EXTRACT PROVIDED:
────────────────────

Shale Gas Bubble Evidence Continues to Grow

Geological consultant and energy expert, Arthur Berman, has an interview with Oilprice.com with some frightening observations.  (Oilprice)  The most sobering may be the following:

A lot of investors from other parts of the world, particularly the oil-rich parts have been making somewhat high-risk investments in the United States for many years and, for a long time, those investments were in real estate.

Now these people have shifted their focus and are putting cash into shale. There are two important things going on here, one is that the capital isn’t going to last forever, especially since shale gas is a commercial failure. Shale gas has lost hundreds of billions of dollars and investors will not keep on pumping money into something that doesn’t generate a return.

The second thing that nobody thinks very much about is the decline rates shale reservoirs experience. Well, I’ve looked at this. The decline rates are incredibly high. In the Eagleford shale, which is supposed to be the mother of all shale oil plays, the annual decline rate is higher than 42%.

────────────────────

STATED PROBLEM: Copy from the shale gas article the passage that begins with the words containing "A lot of investors" and ends with "in real estate.". The items after the shale gas article are separate material.

────────────────────

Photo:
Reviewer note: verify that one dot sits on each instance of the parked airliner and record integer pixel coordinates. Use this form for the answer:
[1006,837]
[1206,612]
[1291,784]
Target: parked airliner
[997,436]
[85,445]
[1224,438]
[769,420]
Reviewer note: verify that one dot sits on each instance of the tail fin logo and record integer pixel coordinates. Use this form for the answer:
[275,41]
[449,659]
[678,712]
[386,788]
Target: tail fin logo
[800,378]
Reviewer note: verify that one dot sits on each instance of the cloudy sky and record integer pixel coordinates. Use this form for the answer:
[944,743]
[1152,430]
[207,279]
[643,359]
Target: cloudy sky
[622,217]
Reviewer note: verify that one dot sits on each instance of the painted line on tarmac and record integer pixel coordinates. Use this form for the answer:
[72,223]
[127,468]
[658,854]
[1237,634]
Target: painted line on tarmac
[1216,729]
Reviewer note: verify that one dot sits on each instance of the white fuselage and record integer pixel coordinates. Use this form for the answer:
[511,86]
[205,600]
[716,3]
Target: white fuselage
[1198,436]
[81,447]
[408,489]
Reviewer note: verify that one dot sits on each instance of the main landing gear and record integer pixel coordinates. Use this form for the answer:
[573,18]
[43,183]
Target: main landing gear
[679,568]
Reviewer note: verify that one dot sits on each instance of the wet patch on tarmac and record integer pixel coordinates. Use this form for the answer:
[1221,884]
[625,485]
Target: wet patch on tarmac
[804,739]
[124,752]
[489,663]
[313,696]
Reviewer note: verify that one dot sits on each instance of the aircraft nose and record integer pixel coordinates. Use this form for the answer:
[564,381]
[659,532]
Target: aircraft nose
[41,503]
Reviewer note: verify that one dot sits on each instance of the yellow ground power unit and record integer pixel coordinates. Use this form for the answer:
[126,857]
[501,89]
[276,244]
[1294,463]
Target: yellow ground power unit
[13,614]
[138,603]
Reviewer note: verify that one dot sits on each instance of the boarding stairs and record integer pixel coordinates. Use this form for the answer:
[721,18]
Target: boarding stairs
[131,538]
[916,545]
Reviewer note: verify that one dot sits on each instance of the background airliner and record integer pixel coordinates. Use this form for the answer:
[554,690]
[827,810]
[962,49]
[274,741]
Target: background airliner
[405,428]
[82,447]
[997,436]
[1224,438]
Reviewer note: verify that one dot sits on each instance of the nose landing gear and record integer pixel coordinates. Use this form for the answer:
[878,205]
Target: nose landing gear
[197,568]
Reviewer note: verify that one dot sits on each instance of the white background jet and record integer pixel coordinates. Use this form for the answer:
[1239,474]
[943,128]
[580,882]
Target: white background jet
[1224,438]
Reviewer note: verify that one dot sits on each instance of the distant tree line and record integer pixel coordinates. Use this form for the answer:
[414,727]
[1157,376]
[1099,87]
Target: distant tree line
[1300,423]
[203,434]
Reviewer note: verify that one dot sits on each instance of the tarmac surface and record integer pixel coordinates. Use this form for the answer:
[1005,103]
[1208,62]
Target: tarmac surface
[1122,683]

────────────────────

REPLY:
A lot of investors from other parts of the world, particularly the oil-rich parts have been making somewhat high-risk investments in the United States for many years and, for a long time, those investments were in real estate.